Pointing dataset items
****************

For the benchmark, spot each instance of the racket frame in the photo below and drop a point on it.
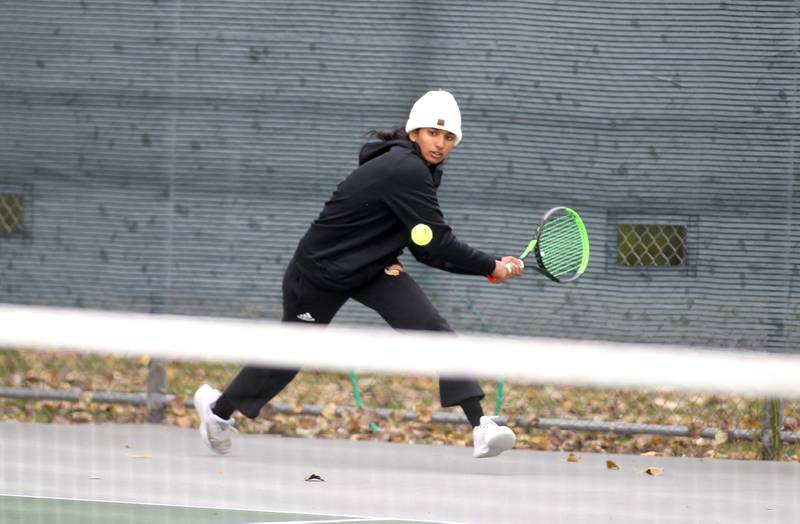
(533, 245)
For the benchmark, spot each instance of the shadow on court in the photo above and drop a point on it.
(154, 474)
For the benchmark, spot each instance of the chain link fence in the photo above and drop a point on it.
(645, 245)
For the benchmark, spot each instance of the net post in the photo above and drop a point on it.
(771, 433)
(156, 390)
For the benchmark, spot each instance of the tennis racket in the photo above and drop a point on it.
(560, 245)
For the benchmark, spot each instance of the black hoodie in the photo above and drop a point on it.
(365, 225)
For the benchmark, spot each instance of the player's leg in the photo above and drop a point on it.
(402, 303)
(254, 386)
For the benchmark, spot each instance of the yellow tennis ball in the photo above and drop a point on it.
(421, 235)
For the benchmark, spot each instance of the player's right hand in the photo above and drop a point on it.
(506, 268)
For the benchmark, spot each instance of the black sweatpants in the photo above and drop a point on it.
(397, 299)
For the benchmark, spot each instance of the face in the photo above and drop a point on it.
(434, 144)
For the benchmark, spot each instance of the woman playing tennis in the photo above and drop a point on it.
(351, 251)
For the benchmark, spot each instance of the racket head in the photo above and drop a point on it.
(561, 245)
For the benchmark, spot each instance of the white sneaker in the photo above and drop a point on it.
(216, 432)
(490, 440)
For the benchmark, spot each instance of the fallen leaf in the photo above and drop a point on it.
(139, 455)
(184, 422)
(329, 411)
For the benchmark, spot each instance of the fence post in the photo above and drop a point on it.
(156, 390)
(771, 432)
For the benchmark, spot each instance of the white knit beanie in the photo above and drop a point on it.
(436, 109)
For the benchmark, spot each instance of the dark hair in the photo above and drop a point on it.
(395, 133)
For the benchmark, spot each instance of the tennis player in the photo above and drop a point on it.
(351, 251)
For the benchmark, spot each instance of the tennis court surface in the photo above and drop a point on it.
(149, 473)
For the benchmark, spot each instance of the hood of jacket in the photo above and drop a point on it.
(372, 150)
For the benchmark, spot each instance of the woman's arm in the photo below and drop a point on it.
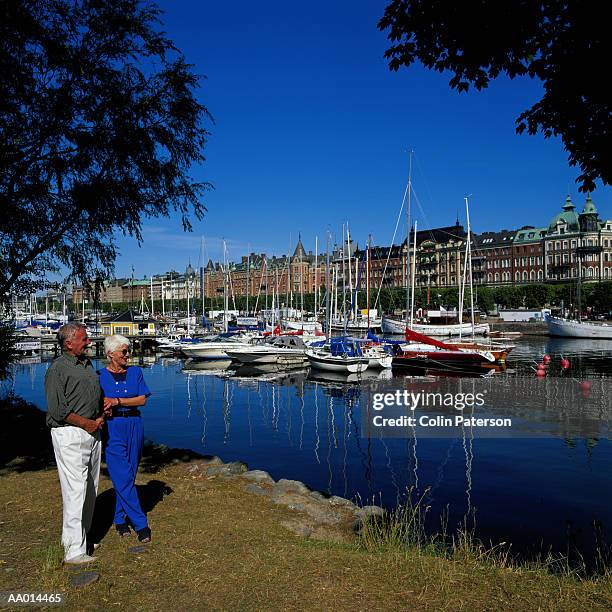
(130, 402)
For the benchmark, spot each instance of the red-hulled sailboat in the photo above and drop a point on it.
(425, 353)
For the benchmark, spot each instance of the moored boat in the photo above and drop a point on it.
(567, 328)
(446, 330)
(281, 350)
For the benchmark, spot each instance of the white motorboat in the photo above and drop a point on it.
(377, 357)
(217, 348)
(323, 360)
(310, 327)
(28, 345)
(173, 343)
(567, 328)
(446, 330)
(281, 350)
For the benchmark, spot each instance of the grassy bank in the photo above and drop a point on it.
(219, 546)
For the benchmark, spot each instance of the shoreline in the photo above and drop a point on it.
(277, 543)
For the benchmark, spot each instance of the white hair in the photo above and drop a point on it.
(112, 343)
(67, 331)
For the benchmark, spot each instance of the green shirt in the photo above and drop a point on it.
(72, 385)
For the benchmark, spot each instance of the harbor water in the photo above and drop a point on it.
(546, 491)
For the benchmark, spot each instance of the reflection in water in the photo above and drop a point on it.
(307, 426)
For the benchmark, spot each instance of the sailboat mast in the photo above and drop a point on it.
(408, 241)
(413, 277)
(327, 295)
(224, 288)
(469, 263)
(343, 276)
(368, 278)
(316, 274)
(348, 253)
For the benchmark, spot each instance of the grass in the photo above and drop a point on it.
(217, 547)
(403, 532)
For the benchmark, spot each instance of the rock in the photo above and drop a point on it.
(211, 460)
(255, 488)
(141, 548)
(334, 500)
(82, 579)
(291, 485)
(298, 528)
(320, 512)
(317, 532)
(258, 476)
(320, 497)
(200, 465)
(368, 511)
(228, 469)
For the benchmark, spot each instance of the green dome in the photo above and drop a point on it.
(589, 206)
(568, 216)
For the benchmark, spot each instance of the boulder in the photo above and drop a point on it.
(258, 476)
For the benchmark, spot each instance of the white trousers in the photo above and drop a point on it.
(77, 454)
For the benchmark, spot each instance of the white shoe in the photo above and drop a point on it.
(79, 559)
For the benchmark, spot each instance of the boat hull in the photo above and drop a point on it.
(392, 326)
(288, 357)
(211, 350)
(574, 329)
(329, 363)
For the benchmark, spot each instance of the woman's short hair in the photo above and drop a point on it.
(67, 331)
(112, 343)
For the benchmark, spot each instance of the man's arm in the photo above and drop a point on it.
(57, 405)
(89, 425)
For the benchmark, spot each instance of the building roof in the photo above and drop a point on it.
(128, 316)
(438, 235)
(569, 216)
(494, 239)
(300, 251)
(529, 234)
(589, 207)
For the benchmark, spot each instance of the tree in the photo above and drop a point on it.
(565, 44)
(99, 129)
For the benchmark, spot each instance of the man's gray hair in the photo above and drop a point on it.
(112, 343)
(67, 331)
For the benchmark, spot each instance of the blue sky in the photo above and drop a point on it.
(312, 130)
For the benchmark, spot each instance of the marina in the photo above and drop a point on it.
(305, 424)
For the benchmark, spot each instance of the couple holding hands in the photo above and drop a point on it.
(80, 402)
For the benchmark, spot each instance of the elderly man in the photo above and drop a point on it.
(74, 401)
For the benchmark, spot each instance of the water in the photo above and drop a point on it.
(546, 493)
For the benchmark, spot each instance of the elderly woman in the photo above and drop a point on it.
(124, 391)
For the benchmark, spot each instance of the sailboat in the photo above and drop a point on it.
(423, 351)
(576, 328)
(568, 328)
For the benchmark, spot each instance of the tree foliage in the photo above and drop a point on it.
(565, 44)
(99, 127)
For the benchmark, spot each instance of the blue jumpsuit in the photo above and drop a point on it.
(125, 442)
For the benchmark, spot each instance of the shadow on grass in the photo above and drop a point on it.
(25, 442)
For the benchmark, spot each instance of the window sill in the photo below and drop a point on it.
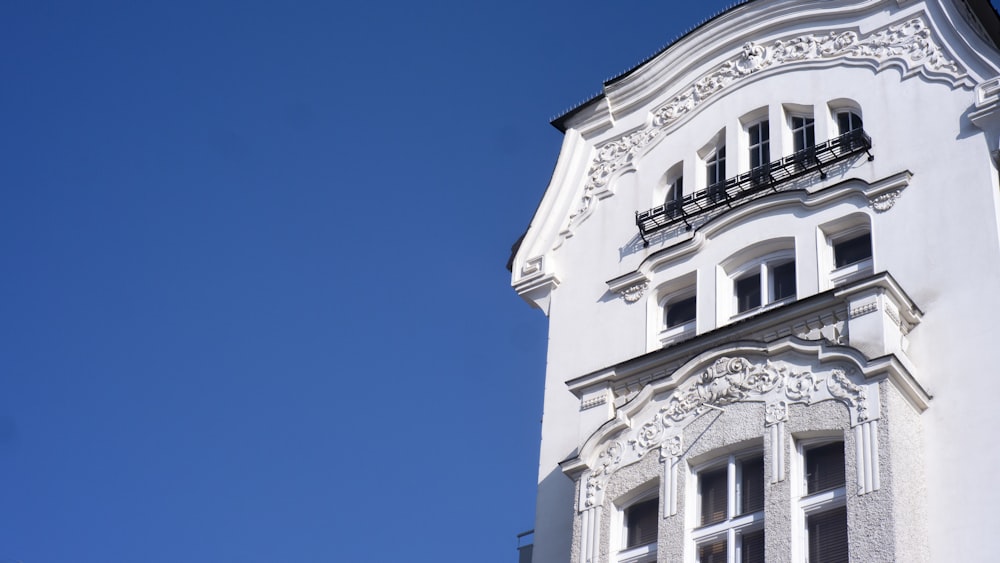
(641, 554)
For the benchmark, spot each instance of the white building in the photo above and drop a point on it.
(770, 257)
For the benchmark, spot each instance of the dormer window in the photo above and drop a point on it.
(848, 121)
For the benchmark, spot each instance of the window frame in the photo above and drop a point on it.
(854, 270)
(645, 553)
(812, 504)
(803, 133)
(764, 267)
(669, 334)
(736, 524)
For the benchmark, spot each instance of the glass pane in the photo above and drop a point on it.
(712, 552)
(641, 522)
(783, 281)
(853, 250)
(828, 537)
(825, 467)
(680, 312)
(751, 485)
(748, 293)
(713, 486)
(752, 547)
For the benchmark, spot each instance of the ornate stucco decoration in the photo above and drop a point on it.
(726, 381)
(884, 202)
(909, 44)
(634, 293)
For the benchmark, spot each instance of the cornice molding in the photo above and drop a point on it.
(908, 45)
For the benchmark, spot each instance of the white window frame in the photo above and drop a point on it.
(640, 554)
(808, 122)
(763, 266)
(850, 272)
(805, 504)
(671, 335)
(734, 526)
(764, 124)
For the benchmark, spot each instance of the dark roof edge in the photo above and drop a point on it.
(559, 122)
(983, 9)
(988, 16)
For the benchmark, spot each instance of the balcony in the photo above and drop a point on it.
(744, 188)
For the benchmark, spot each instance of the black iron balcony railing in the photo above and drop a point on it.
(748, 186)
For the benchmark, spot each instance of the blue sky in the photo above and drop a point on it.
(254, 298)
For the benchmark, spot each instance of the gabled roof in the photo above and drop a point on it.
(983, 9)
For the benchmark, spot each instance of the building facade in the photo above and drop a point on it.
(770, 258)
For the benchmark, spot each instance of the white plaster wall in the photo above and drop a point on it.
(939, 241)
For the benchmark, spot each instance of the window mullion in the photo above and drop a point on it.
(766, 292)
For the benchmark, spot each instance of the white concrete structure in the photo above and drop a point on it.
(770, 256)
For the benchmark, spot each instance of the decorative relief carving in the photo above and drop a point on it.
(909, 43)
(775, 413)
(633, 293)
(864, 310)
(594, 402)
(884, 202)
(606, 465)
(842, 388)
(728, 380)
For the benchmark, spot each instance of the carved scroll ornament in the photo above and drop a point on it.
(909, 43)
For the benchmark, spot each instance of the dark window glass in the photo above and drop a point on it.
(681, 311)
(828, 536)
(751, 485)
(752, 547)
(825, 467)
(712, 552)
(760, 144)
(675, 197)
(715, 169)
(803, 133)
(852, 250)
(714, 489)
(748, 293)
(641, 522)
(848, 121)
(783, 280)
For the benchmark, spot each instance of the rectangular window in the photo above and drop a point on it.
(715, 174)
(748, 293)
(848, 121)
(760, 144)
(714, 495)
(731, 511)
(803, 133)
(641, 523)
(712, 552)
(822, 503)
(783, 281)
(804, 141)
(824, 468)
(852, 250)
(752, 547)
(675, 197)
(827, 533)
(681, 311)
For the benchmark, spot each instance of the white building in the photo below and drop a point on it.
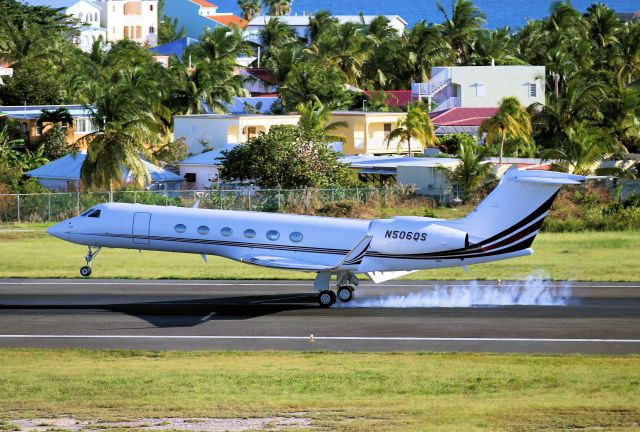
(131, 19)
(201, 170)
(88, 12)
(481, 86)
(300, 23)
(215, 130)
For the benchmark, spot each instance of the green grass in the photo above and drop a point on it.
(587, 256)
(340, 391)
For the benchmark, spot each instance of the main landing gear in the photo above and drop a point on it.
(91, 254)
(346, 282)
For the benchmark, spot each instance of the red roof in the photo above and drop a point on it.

****************

◆ REQUIREMENT ◆
Copy out everything from the line containing "For the benchmark, spot each instance of the green grass" down to the last of the items above, keeping each line word for word.

◆ PROBLEM SOLUTION ◆
For the benchmark, spot each instance of the green grass in the photo above and drop a point on it.
(587, 256)
(340, 391)
For the benchmark, spot each instance of the main landing gear in the photo above and drop a point on it.
(91, 254)
(346, 282)
For the benchmark, spot each instance of the red roof in the photo above and drop a point on it.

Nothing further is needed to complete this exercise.